EXCERPT PROVIDED:
For more information on JIRA, see: http://www.atlassian.com/software/jira

[jira] [Closed] (OPENNLP-170) OpenNLP Maxent miscalculates for real values < 1

Posted by "Joern Kottmann (JIRA)" <ji...@apache.org>.

     [ https://issues.apache.org/jira/browse/OPENNLP-170?page=com.atlassian.jira.plugin.system.issuetabpanels:all-tabpanel ]

Joern Kottmann closed OPENNLP-170.
----------------------------------

    Resolution: Fixed

> OpenNLP Maxent miscalculates for real values < 1
> ------------------------------------------------
>
>                 Key: OPENNLP-170
>                 URL: https://issues.apache.org/jira/browse/OPENNLP-170
>             Project: OpenNLP
>          Issue Type: Bug
>          Components: Maxent
>    Affects Versions: maxent-3.0.0-sourceforge
>         Environment: Windows 7, Java 1.6
>            Reporter: Assaf Urieli
>            Assignee: Joern Kottmann
>             Fix For: tools-1.5.2-incubating, maxent-3.0.2-incubating
>
>         Attachments: GISTrainer.java, GISTrainerChangeLog.txt, ScaleDoesntMatterTest.java
>
>
> When using predicates with real values, entering real values predA=0.1 predB=0.2 gives different results than predA=10, predB=20
> However, using predA=1, predB=2 gives the same results as predA=10, predB=20.
> Test below:
> package openMaxentTest;
> import java.io.StringReader;
> import junit.framework.TestCase;
> import opennlp.maxent.GIS;
> import opennlp.maxent.PlainTextByLineDataStream;
> import opennlp.maxent.RealBasicEventStream;
> import opennlp.model.EventStream;
> import opennlp.model.MaxentModel;
> import opennlp.model.OnePassRealValueDataIndexer;
> import opennlp.model.RealValueFileEventStream;
> public class ScaleDoesntMatterTest extends TestCase {
> 	/**
> 	 * This test sets out to prove that the scale you use on real valued predicates
> 	 * doesn't matter when it comes the probability assigned to each outcome.
> 	 * Strangely, if we use (1,2) and (10,20) there's no difference.
> 	 * If we use (0.1,0.2) and (10,20) there is a difference.

ENTRIES SUPPLIED:
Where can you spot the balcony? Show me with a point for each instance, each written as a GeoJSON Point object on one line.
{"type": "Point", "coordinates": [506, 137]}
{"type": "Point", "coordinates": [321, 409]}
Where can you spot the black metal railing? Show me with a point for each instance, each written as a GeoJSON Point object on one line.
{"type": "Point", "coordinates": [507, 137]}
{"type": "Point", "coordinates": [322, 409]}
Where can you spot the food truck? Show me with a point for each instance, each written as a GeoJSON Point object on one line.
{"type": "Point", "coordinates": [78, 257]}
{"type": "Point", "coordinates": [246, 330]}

PROBLEM SET:
1. Answer these questions about the issue report:
(a) Who is listed as the reporter?
(b) What environment is given for the bug?
(c) Which values for predA and predB give the same results as predA=10, predB=20?
2. Retype the issue report from "For more information" up to and including "Kottmann closed OPENNLP-170.".
The data has nothing to do with the issue report.

PER-TASK OUTPUTS:
1.
(a) Assaf Urieli
(b) Windows 7, Java 1.6
(c) predA=1, predB=2

2.
For more information on JIRA, see: http://www.atlassian.com/software/jira

[jira] [Closed] (OPENNLP-170) OpenNLP Maxent miscalculates for real values < 1

Posted by "Joern Kottmann (JIRA)" <ji...@apache.org>.

     [ https://issues.apache.org/jira/browse/OPENNLP-170?page=com.atlassian.jira.plugin.system.issuetabpanels:all-tabpanel ]

Joern Kottmann closed OPENNLP-170.